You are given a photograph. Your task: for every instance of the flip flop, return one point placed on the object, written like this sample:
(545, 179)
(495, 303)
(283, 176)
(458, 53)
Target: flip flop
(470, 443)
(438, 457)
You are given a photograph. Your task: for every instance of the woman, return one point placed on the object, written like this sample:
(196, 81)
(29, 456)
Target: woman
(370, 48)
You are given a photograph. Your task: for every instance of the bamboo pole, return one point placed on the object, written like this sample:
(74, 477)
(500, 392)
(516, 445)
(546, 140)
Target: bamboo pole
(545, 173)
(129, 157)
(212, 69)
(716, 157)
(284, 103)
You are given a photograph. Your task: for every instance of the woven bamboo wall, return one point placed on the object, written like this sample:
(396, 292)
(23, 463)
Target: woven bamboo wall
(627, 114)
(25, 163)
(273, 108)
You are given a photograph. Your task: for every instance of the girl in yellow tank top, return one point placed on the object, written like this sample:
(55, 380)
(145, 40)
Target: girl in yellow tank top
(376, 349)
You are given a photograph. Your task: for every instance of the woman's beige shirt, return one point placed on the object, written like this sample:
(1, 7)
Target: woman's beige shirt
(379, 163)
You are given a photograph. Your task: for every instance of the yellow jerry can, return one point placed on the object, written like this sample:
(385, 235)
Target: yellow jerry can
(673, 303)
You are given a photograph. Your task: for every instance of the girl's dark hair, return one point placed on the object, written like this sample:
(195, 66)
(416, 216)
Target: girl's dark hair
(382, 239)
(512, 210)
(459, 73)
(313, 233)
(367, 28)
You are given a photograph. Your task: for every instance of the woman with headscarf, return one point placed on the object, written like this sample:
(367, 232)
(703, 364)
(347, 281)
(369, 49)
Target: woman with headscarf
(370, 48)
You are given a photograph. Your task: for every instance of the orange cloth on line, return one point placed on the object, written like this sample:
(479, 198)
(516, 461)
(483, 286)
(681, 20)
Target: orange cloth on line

TASK STATEMENT:
Each line of the material above is to be retyped verbatim.

PROBLEM SOLUTION:
You are given a photograph. Your task: for every instance of the flip flop, return one point placed on the object, written like this sample:
(545, 179)
(495, 303)
(283, 176)
(458, 53)
Target: flip flop
(470, 443)
(438, 457)
You are given a photograph. Your task: for every instance of the woman, return one point placed on the object, written like this sample:
(196, 81)
(29, 456)
Target: woman
(370, 48)
You are given a photograph. Your task: for every instance of the bamboo pole, return one point placed on the object, written like this sample:
(74, 477)
(500, 392)
(516, 445)
(546, 140)
Target: bamboo pole
(545, 173)
(129, 157)
(212, 69)
(716, 157)
(284, 103)
You are given a photograph. Your task: for every instance of the woven bamboo wall, return one point placed on the object, written like this sample:
(396, 292)
(23, 463)
Target: woven bamboo wall
(627, 114)
(25, 163)
(273, 108)
You are given a photograph. Your task: for every instance of the girl in yellow tank top, return one point placed on the object, written like this sample:
(55, 380)
(145, 40)
Target: girl in yellow tank top
(376, 349)
You are given a photograph. Your task: for every instance of the woman's beige shirt, return one point placed on the object, written like this sample:
(1, 7)
Target: woman's beige shirt
(379, 163)
You are given a photograph. Your task: for every instance of the yellow jerry can, return one point placed on the object, written like this sample:
(385, 235)
Target: yellow jerry can
(673, 303)
You are given a photograph. Your task: for every instance of the girl's dark hair, return one point placed on the object, written like this sample:
(195, 66)
(416, 216)
Target: girl's dark hair
(382, 239)
(512, 210)
(459, 73)
(313, 233)
(367, 28)
You are given a photograph. Your task: for every instance of the woman with headscarf, return one point placed on the object, written like this sample:
(367, 232)
(703, 364)
(347, 281)
(369, 49)
Target: woman with headscarf
(370, 48)
You are given a photograph. Your task: for every instance of the orange cloth on line, return one point placed on the object, written like this sample:
(479, 198)
(516, 461)
(483, 286)
(681, 20)
Target: orange cloth on line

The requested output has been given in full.